■ Challenge A:
In the Midnight Sun Film Festival announcement, who will sing lead vocals at the karaoke screening of In Bed with Madonna?
■ Challenge B:
Write the next part of the Midnight Sun Film Festival announcement, picking up after its final sentence.

■ Provided passage:
==============================

Midnight Sun Film Festival to Feature Ecstatic Karaoke Screenings and Masterclasses from Top Film Experts

Held on June 12-16, the Midnight Sun Film Festival features special screenings, where experts delve into the secrets of film history and the audience breaks out in song.

Midnight Sun Film Festival’s spirited and beloved karaoke screenings will once again delight the audience in June. A guest of the first ever festival in 1986, Jonathan Demme’s legendary concert film Stop Making Sense (1984) will rile up the Big Tent crowd, when the oversized suit of Talking Heads frontman David Byrne will be thrown on by Sodankylä audience favourite, singer Olavi Uusivirta.

In the other karaoke screening, we present Alek Keshishian’s genre-bending nineties hit In Bed with Madonna (1991), which takes us to the stages and backstages of the queen of pop’s Blonde Ambition tour. In Sodankylä, Madonna’s biggest hits will be sung with lead vocals by actor and singer Oona Airola.

The slate of silent film concerts announced earlier will be completed by Olipa kerran talvi – ja lunta (1934), a visually stunning early Finnish short from 90 years ago. The documentary depicting wintertime Helsinki will be accompanied by The Shubie Brothers lead by Janne Haavisto, and it will open a screening of new Finnish short films. The film’s few glimpses of the icy Gulf of Finland are familiar from Peter von Bagh’s classic documentary Helsinki, Forever (2008). The other silent film concerts feature a selection of silent comedy shorts accompanied by Neil Brand, Charles Vanel’s Dans la nuit (1929) with music by Cleaning Women members CW03 and CW04, and F.W. Murnau’s City Girl (1930) accompanied by Neil Brand and The Dodge Brothers.

In the festival’s masterclasses, international film experts lead the audience to the hidden corners of film history. Arriving in Sodankylä with his band The Dodge Brothers from the UK, noted BBC critic and radio host Mark Kermode will hold a masterclass that explores recently deceased William Friedkin’s hardboiled American classic The French Connection (1971).

Head of Berlinale’s Forum section and Soviet cinema expert Barbara Wurm will attend the festival and present two works by 95-year-old director Lana Gogoberidze in her masterclasses. In the recent unique documentary Mother and Daughter, or the Night Is Never Complete (2023), Gogoberidze explores her relationship with her mother Nutsa, the first female director in Georgia, who in the 1930s directed two acclaimed films that were banned and disappeared for decades, and who was held in a prison camp. Lana directed the documentary together with her own daughter, third generation filmmaker Salome Aleksi. Wurm also presents Gogoberidze’s 1978 work Some Interviews on Personal Matters, a feminist Soviet classic, which shows how the daughter has continued in her mother’s footsteps.

==============================

■ Supplied records:
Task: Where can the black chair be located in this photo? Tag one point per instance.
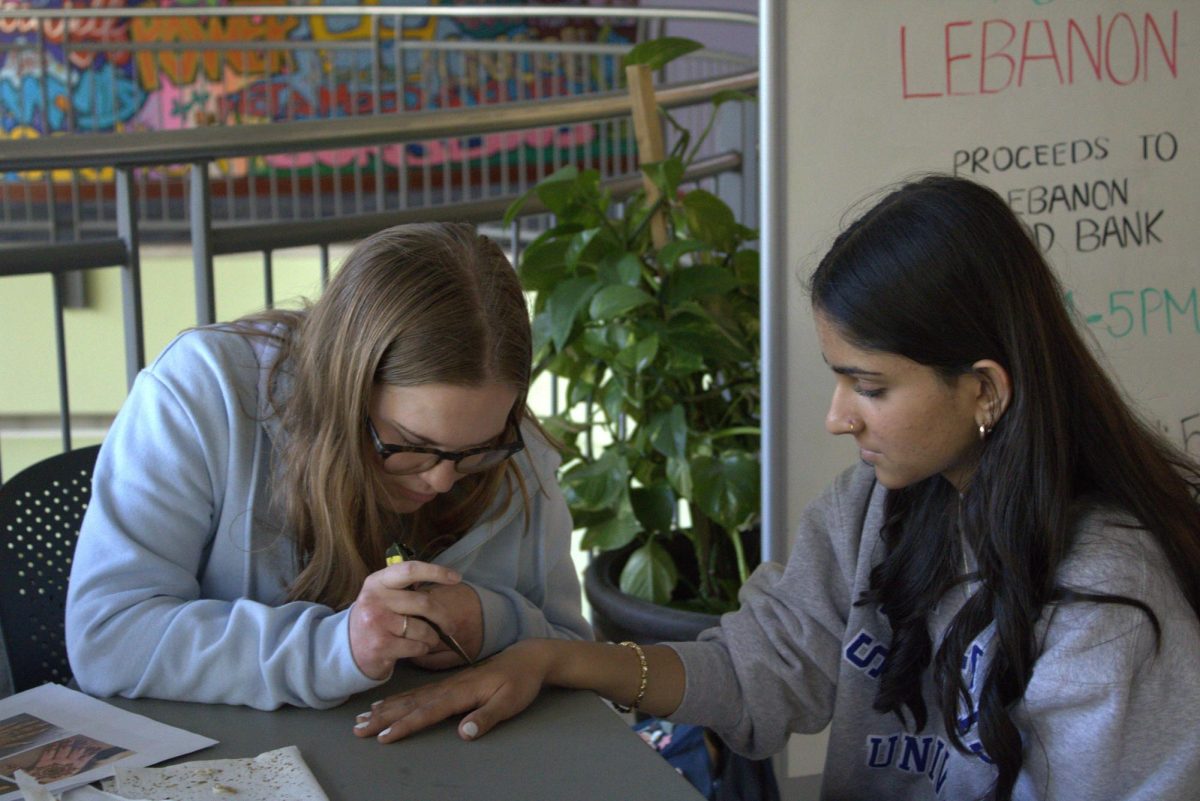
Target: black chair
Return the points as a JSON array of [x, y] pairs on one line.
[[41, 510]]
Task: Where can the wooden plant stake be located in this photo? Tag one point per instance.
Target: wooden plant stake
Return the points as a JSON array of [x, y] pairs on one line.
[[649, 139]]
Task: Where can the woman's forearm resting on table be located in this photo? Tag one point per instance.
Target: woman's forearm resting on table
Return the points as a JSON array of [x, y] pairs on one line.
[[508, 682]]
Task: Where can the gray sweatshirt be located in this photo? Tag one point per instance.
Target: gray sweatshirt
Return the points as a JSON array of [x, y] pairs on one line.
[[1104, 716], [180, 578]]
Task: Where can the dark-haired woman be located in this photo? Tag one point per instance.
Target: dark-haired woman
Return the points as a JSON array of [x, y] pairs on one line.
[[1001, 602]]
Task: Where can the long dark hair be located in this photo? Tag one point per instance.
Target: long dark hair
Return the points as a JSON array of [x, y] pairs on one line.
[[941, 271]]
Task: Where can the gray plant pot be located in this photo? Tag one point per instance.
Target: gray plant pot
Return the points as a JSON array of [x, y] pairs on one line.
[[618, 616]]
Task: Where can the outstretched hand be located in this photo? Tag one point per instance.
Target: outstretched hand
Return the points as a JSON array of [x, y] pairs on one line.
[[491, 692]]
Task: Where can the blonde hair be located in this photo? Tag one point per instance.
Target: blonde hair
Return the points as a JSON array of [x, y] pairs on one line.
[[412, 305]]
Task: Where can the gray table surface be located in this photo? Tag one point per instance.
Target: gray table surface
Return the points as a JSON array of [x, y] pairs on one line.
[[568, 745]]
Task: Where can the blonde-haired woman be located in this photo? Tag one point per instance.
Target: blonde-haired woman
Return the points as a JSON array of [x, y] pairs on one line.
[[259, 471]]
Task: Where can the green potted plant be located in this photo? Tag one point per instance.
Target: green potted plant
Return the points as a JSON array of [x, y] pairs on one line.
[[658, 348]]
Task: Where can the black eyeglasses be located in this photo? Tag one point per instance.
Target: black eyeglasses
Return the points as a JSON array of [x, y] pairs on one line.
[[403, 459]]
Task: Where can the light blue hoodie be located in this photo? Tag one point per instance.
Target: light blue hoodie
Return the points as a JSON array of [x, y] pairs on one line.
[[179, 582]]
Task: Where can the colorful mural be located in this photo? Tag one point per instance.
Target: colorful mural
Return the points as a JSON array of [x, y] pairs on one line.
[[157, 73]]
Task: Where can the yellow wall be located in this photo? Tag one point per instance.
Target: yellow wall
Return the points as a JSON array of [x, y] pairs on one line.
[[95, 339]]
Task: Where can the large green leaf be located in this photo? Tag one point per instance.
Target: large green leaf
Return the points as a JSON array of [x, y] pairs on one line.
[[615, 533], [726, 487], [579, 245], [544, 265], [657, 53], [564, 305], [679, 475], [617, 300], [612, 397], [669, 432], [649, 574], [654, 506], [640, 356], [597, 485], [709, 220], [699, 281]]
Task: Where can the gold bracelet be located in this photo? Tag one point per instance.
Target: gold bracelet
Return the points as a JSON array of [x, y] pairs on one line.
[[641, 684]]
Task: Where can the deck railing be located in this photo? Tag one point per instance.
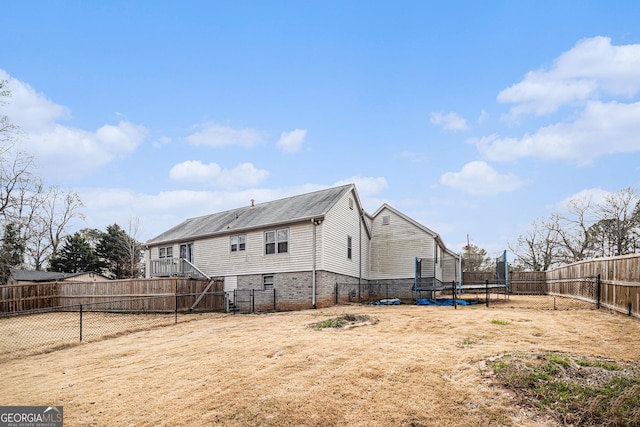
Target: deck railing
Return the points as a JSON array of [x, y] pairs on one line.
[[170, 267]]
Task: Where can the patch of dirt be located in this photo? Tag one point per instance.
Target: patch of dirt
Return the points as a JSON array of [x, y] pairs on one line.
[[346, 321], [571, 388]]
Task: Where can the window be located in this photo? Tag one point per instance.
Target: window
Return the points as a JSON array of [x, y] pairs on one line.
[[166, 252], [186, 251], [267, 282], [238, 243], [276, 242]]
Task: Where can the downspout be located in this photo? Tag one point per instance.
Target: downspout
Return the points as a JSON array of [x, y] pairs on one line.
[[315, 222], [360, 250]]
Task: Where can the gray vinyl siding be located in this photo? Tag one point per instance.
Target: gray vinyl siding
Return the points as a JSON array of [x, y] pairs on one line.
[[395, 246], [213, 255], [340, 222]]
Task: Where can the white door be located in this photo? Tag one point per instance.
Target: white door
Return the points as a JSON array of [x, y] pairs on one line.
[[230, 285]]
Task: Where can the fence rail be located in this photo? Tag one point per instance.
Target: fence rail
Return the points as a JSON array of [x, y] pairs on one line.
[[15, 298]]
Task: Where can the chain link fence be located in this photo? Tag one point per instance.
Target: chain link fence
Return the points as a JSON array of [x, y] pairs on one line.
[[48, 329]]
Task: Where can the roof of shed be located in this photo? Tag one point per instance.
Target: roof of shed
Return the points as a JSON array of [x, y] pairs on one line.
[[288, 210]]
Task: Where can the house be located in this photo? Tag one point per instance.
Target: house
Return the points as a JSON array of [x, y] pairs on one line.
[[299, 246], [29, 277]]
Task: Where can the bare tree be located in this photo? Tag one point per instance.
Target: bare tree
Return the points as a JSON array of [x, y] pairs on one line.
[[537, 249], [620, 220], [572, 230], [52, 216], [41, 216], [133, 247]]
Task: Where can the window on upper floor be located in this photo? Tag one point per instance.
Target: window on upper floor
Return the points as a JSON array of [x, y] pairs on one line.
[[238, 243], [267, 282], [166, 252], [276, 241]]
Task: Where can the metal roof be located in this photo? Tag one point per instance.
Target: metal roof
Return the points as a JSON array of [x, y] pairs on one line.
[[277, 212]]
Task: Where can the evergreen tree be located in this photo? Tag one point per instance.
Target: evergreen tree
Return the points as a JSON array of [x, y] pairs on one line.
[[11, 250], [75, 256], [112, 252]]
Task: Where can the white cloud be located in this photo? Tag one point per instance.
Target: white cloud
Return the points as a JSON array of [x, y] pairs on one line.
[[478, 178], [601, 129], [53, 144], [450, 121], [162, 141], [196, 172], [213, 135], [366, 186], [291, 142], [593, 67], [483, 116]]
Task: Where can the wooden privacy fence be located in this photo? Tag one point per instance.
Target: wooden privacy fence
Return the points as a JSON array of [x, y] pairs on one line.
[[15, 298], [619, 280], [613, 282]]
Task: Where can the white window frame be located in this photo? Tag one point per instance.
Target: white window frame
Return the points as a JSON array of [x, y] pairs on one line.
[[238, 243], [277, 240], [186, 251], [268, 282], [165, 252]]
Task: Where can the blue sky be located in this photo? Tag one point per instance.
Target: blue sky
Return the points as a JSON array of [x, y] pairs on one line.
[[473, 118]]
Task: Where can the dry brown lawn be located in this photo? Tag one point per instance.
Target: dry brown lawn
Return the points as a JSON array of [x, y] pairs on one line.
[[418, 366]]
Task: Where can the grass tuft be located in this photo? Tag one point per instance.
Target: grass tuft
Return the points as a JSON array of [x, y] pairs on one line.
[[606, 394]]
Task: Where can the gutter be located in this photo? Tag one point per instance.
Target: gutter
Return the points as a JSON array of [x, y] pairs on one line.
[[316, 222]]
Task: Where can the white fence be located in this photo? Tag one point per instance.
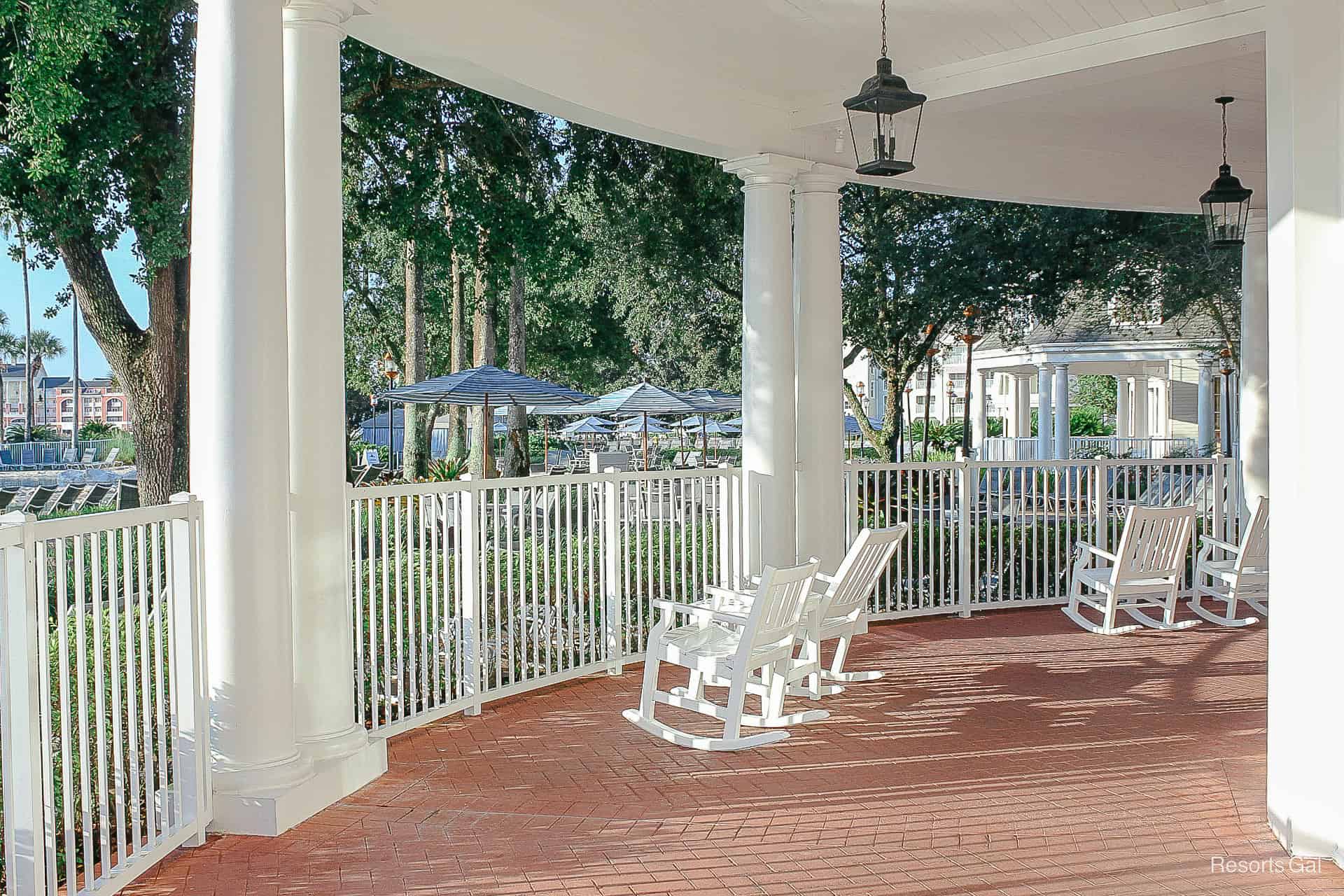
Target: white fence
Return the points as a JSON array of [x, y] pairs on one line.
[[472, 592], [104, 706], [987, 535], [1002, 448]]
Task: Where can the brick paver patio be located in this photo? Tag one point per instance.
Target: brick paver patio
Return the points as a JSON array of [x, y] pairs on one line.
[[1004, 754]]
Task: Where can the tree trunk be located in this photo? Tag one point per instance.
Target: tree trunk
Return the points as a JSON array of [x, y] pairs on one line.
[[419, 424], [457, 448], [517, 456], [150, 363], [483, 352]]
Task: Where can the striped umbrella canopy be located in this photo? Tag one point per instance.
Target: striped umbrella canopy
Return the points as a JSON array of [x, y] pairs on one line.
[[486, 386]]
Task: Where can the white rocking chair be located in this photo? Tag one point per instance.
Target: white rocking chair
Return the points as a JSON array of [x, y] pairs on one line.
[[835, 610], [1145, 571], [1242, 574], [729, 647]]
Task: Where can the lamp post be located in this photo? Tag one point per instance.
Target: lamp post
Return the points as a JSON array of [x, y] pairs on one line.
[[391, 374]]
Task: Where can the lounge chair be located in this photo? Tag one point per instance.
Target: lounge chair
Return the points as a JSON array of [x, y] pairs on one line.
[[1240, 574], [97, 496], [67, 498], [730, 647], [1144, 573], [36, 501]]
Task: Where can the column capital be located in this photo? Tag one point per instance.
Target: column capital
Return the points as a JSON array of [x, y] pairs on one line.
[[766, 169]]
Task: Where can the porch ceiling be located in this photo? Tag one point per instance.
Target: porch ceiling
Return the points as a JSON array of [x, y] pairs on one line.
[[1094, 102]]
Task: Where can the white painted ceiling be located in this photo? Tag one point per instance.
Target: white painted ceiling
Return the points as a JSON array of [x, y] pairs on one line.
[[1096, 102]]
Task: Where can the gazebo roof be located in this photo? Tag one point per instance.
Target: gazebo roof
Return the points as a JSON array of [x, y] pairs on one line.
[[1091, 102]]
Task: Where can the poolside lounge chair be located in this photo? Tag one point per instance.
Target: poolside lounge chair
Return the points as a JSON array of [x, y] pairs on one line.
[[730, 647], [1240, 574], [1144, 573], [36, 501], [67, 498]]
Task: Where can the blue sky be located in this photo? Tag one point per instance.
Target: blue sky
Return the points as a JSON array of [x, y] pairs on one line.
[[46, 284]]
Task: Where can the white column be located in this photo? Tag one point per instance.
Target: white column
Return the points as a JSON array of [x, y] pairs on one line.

==============================

■ Exercise response A:
Actor and singer Oona Airola.

■ Exercise response B:
Familiar film specialists also return to the festival to share their wide knowledge of cinema with the audience. German film expert Olaf Möller brings to the festival a selection titled Seasons in the Sun, featuring five films all set on the beach, a microcosmos of society that fills up and empties out by the season. Subjects vary from frivolous teen shenanigans made in the GDR to melancholic indictments of society’s Janus-faced nature as seen in Italy. The selection includes films from acclaimed directors like Italian Alberto Lattuada, Polish Tadeusz Konwicki, and Bulgarian Rangel Vulchanov.

Film studies professor Jennifer Barker from the US presents animation history to the audience with a selection titled Animated Dreams. Showing the power of animated film to take us beyond reality, the screening includes Estonian animations from the 1960s and 1970s. The films fly us beyond the clouds, dive into mysterious oceans, and explore the strange corners of our mind, transforming passive matter into surprisingly vivid life.

Director and visual artist Mika Taanila’s Night School of Experimental Cinema will again bring a selection of limit-breaking experimental shorts from decades ago to our current day to the festival. The screening includes Polish Natalia Kozieł-Kalliomäki’s expanded cinema work Warm Data.

The quirky festival tradition Leffaraati will continue with actor Elina Knihtilä taking the helm this time around. Knihtilä and panelists revealed only at the start of the event will rate and review a selection of surprise films – verbal acrobatics and unswerving opinions are sure to come.

The Midnight Sun Film Festival will be held on June 12-16, 2024. Serial card sales start on Monday, May 27, and the festival schedule will be released on Tuesday, May 28. The screening ticket sales begin online on Thursday, May 30.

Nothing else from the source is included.